— Start of Source extract —
From BioExecutive International, September 2005
The Devil is in the Details
by Raymond S. Fersko
Picking up where the last installment of BioSciLaw left off, this column addresses what the biotech executive ought to know in assessing dispute resolution options and preserving rights to intellectual property during the course of the strategic agreement. (See BioSciLaw Insights, 2005.) Those decisions, like most business decisions, require risk management. At the heart of risk assessment is probability theory. The quality of information forms the basis of probability estimates.
In November 1994, Federal Reserve Chairman Alan Greenspan stated that “the willingness to take risks is essential to the growth of a free market economy . . . [I]f all savers and their financial intermediaries invested only in risk-free assets, the potential for business growth would never be realized.”
In no place is this more apt than in the biotech industry. It is not for the faint hearted, and if you are not a risk taker, you shouldn't be in the industry.
It is important to understand that no choices are black and white. The choices that the biotech manager has today boil down to whether it is better to reject or not to reject, as opposed to accept or reject, and those choices are decided by probability.
Everything that has to do with probability is of a dual character: past frequencies can collide with degrees of belief when risky choices must be made. It is then up to the executive to evaluate new information and incorporate it.
NO SURE THING
The probable outcome of any litigation is difficult to determine, and whether to arbitrate or litigate is a decision that requires a continuous evaluation of new information as it develops. In light of my own experiences during the past 33 years, I see the answer to the question of arbitration versus judicial determination as a judgment call that must be tailored to the circumstances. The old saw that arbitration is speedy and less expensive is hardly the case. Management must assess the risk of one form vs. the other in each particular case. Where the risk is low, arbitration carefully planned to effect a speedy decision ( e.g. , baseball or night baseball, as discussed in our previous column) may be appropriate.
— End of Source extract —
* _Directive 1_
Answer these questions using the column on dispute resolution above:
(a) In what month and year did Alan Greenspan make his statement about the willingness to take risks?
(b) Over how many years of experience does the author base his view on arbitration versus judicial determination?
(c) What two forms of arbitration are named as examples of arbitration planned for a speedy decision?
* _Directive 2_
Quote the column on dispute resolution word for word, everything from "Everything that has" down to "and incorporate it.".
— Start of Stored records —
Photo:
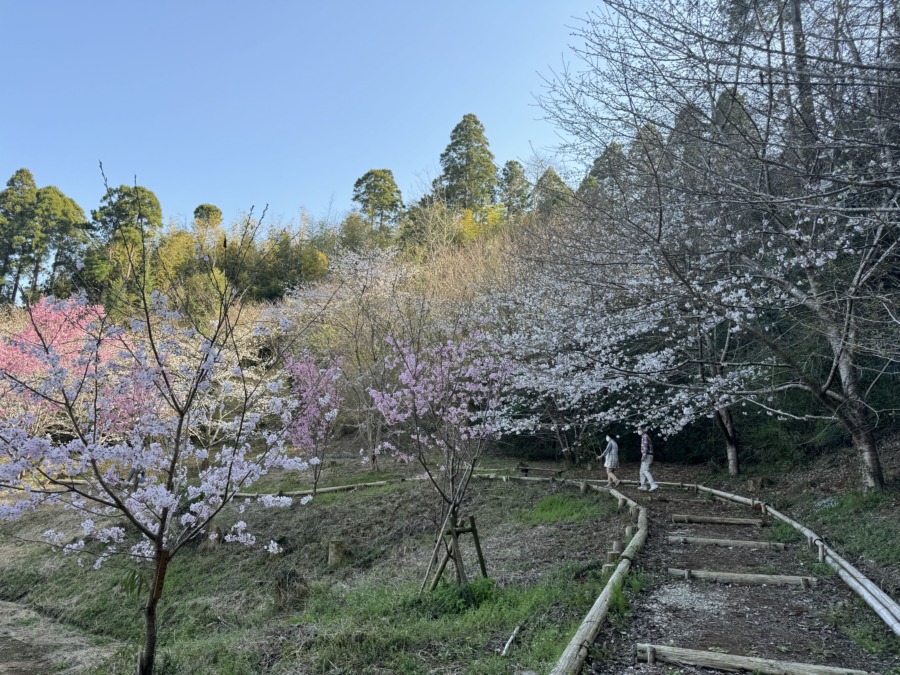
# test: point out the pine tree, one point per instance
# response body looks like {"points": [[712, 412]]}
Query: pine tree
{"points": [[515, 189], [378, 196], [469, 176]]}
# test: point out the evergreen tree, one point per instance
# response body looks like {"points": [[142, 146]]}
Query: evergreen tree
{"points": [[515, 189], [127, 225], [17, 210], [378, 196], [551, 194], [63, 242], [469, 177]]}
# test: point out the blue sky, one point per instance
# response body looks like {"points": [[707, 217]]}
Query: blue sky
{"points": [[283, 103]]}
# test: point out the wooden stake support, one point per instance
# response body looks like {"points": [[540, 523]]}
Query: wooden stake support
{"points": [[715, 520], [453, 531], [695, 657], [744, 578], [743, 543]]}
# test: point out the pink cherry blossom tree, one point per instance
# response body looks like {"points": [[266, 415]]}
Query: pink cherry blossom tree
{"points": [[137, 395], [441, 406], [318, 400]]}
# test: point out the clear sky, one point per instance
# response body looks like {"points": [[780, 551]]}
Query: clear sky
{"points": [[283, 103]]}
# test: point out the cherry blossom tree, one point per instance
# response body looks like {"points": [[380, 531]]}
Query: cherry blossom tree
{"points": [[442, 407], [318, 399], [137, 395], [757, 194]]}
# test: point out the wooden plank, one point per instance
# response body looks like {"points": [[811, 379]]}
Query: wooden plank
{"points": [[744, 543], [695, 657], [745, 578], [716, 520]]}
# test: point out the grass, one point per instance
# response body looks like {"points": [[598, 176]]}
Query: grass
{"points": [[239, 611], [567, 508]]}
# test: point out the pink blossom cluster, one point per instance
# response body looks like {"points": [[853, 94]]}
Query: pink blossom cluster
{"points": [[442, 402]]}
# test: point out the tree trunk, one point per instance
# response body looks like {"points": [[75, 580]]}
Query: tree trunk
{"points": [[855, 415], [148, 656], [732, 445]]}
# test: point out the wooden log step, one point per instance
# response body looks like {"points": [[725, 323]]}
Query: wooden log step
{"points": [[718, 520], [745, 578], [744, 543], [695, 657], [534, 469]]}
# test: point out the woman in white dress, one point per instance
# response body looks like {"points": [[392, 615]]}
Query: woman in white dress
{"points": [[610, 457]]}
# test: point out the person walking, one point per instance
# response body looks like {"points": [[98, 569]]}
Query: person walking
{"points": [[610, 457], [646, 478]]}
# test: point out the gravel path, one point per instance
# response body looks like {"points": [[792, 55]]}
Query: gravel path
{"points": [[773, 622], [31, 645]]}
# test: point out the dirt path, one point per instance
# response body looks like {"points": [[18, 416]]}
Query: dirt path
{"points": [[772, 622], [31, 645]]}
— End of Stored records —
* _Correct answer 1_
(a) November 1994
(b) 33 years
(c) Baseball and night baseball

* _Correct answer 2_
Everything that has to do with probability is of a dual character: past frequencies can collide with degrees of belief when risky choices must be made. It is then up to the executive to evaluate new information and incorporate it.